To do:
Count the lines in the items below that contain the word "after", treating uppercase and lowercase letters as different, and give only that number.

Supplied information:
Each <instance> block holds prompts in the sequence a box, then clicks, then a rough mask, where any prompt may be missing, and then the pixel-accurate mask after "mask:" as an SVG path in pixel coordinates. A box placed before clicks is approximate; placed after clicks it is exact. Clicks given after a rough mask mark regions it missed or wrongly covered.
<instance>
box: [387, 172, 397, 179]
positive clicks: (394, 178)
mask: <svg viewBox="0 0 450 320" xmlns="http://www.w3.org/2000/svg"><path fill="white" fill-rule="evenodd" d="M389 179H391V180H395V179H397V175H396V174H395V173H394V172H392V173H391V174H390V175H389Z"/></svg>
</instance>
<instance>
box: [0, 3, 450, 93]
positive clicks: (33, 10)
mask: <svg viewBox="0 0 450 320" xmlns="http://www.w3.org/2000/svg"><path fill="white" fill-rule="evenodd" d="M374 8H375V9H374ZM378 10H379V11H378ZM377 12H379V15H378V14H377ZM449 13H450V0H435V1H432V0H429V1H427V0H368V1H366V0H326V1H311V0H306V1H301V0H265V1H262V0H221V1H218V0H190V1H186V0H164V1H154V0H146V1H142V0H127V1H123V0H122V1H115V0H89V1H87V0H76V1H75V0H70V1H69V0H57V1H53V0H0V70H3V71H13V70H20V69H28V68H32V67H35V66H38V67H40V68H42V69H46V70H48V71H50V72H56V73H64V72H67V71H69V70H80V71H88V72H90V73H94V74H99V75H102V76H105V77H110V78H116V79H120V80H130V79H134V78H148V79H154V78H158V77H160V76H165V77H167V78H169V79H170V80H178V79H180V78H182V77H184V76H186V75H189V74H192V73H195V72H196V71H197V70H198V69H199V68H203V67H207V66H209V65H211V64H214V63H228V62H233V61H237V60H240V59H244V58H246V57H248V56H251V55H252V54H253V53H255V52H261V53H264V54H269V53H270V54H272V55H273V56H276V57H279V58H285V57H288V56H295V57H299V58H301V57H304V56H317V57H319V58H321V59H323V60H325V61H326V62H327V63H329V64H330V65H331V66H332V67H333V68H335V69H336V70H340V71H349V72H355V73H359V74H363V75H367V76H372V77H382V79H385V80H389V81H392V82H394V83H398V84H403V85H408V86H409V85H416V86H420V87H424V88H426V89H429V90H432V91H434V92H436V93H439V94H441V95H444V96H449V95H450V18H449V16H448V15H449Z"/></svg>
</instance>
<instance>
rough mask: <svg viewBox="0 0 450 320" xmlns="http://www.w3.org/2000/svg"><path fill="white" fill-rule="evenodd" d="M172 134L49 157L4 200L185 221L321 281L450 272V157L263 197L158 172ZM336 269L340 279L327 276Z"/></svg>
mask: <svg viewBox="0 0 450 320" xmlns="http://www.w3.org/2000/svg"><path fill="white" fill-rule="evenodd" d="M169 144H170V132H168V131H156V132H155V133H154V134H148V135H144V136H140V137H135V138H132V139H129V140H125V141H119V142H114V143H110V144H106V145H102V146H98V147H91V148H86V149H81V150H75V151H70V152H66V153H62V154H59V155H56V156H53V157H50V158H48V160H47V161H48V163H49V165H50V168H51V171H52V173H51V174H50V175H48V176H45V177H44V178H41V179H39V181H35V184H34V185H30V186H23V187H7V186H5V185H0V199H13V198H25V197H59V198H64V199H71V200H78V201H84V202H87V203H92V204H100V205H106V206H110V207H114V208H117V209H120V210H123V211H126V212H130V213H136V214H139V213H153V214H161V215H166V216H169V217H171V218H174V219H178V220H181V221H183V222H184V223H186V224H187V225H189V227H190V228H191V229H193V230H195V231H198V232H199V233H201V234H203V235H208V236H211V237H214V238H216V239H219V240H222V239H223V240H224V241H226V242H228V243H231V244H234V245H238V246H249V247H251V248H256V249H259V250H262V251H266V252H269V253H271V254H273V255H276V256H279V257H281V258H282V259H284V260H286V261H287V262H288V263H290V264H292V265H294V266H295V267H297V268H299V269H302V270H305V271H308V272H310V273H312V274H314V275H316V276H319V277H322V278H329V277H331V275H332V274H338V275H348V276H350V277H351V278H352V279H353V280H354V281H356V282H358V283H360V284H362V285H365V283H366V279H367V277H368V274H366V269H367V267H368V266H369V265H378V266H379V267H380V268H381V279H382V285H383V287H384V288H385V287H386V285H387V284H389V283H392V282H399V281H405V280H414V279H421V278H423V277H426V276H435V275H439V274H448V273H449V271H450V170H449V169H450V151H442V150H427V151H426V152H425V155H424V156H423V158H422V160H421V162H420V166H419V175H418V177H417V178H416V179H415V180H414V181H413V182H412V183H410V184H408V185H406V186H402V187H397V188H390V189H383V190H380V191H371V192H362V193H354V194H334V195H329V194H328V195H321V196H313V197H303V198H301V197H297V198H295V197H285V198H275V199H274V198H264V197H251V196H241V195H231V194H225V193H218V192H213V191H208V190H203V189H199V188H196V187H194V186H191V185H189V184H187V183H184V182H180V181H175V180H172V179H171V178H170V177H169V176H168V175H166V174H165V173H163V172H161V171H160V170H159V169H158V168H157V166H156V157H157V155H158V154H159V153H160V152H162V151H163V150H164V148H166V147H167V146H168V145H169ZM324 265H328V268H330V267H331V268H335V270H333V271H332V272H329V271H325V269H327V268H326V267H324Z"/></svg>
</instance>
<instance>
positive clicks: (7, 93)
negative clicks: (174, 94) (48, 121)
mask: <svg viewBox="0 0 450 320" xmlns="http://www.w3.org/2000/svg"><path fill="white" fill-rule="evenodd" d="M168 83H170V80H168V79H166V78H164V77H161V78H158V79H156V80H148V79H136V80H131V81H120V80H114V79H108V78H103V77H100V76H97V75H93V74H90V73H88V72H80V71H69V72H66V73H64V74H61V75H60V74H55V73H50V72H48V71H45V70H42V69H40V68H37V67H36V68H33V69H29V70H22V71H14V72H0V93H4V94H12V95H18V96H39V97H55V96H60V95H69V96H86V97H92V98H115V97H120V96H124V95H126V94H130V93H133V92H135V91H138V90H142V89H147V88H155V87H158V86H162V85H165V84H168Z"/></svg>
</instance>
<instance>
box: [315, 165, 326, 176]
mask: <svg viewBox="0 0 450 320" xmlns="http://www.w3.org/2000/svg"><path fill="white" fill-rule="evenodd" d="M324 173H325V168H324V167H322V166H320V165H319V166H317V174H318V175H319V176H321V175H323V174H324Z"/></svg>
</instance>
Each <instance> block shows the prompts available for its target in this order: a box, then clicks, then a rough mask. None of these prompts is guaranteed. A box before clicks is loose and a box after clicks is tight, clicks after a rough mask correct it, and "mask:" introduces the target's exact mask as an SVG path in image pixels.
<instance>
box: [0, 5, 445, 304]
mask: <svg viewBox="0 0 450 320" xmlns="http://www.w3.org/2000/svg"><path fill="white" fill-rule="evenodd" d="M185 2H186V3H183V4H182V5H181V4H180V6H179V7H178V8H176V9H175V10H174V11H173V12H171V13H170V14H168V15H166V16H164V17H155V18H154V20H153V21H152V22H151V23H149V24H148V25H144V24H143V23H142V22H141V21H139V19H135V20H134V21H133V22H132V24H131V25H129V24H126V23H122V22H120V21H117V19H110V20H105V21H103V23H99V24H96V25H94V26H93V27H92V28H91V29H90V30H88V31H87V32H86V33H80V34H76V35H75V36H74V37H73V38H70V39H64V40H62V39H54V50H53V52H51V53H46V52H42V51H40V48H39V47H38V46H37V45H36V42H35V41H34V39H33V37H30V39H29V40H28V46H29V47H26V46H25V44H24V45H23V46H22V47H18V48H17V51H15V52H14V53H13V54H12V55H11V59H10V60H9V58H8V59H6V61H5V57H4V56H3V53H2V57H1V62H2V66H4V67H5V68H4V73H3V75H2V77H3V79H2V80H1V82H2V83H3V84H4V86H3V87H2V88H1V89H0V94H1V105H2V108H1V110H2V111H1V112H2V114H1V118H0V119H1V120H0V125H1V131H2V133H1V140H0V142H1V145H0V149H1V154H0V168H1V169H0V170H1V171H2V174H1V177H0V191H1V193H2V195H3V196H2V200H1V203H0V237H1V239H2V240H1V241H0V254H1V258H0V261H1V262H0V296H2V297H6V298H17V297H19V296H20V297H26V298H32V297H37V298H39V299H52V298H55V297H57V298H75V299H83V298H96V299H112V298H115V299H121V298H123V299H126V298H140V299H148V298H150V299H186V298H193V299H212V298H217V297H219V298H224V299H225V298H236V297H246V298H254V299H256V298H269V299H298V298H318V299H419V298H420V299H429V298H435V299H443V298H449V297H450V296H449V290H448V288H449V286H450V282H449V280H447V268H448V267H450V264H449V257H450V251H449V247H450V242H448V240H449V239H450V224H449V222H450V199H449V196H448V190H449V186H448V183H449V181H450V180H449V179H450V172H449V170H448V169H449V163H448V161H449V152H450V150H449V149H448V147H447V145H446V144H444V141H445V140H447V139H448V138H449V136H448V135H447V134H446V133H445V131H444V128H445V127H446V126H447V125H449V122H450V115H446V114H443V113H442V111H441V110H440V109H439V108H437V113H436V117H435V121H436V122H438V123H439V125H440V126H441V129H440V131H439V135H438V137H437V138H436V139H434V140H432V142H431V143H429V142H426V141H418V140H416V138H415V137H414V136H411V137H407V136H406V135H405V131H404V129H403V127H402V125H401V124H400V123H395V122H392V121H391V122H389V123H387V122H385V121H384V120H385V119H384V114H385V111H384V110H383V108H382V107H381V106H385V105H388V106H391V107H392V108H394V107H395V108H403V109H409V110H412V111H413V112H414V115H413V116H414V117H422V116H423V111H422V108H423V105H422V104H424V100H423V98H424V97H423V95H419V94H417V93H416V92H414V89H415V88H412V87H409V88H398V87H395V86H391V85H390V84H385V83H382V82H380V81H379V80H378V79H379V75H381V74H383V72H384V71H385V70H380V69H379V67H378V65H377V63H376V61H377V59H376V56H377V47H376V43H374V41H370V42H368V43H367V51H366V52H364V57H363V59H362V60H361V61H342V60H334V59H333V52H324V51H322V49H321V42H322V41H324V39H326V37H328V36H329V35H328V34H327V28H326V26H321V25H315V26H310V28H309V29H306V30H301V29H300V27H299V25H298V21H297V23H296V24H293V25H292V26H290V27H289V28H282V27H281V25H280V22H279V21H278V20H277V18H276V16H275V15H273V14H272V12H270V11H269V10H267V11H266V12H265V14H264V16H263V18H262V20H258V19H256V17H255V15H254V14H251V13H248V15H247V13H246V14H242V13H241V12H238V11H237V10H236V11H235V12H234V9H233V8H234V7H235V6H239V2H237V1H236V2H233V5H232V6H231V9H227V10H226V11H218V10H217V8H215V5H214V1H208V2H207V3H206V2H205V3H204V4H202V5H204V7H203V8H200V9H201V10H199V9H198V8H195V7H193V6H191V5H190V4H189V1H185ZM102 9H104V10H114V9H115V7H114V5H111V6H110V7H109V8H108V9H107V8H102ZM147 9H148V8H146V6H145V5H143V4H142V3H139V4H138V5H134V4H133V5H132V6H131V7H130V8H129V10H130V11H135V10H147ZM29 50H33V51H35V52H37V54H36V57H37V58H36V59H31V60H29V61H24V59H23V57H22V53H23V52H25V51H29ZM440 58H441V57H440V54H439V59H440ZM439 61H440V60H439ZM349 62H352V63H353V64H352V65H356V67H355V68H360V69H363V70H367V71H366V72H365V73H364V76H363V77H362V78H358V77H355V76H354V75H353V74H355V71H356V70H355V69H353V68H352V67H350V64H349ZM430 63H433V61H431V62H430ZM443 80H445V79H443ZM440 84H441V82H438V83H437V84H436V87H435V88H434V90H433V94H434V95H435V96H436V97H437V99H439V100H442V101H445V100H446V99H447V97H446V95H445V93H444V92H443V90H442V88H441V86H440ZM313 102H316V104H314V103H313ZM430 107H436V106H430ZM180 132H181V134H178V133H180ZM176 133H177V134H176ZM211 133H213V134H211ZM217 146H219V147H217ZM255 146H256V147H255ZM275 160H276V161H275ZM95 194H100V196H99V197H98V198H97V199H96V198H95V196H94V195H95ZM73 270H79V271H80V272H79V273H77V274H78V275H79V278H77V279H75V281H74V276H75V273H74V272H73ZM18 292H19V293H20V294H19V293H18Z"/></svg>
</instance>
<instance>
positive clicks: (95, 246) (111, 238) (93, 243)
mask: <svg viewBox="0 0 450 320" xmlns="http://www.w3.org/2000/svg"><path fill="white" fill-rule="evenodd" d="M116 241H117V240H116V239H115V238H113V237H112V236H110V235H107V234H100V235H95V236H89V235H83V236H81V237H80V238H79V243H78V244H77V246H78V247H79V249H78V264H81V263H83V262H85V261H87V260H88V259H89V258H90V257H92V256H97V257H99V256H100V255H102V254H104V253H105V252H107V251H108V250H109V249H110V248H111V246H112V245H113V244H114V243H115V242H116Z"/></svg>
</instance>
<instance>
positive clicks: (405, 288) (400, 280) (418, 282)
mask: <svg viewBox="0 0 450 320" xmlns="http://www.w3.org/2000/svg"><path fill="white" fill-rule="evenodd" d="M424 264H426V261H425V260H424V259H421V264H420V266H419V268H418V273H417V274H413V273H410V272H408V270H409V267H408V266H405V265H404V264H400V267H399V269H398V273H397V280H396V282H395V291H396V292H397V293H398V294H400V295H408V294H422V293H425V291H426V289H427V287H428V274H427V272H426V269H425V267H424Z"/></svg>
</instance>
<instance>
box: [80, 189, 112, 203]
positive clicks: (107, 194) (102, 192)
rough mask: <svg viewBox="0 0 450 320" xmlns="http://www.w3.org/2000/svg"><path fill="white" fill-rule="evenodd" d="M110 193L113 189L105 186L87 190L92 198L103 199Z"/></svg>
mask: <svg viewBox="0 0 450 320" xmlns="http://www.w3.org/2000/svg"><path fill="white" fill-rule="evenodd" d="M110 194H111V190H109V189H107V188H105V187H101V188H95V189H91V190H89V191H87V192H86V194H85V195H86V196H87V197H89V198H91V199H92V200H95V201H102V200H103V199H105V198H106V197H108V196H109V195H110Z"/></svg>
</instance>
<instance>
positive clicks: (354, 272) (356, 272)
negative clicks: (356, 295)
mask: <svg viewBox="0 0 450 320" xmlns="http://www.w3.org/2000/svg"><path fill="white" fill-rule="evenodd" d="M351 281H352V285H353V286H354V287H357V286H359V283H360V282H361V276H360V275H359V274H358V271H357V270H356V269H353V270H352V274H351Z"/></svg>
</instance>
...
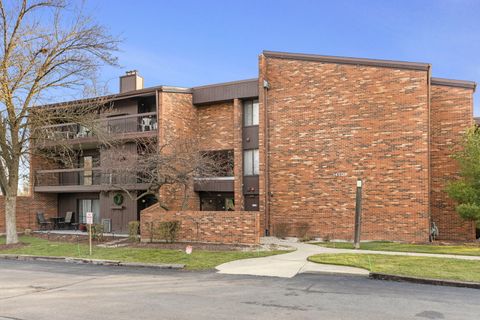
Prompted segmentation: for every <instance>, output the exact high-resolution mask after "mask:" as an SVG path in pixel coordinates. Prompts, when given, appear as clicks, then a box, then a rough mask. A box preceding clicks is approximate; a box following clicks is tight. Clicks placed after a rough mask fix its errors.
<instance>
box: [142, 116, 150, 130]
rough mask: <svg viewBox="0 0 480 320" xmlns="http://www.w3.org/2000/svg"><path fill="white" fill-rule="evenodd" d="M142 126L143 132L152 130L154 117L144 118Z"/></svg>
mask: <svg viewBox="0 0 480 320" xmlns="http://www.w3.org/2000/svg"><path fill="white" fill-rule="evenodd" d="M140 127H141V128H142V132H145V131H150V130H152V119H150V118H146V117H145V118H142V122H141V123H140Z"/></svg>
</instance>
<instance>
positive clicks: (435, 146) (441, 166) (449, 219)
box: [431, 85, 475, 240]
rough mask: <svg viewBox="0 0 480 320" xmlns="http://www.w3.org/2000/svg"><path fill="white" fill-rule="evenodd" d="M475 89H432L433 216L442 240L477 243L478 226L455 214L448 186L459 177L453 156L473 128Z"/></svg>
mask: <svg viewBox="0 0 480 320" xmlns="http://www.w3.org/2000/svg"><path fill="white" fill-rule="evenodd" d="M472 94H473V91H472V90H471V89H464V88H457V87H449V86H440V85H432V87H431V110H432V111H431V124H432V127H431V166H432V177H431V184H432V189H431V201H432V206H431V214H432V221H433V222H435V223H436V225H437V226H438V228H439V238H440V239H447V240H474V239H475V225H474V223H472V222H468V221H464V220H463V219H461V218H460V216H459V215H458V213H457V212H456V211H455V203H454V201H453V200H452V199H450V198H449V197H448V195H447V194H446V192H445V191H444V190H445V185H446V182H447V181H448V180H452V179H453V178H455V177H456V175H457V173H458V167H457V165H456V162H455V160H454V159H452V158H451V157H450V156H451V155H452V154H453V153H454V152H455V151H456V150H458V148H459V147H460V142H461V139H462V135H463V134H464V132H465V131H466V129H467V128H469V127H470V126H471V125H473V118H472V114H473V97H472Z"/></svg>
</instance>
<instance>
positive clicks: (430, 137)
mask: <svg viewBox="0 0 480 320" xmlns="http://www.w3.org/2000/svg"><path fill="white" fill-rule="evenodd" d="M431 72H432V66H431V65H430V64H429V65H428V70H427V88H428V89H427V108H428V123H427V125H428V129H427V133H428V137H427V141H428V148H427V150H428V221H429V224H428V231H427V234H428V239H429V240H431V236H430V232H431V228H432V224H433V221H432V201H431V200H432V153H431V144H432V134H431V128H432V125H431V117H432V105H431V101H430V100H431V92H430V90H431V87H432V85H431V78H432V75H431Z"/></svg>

Response box:
3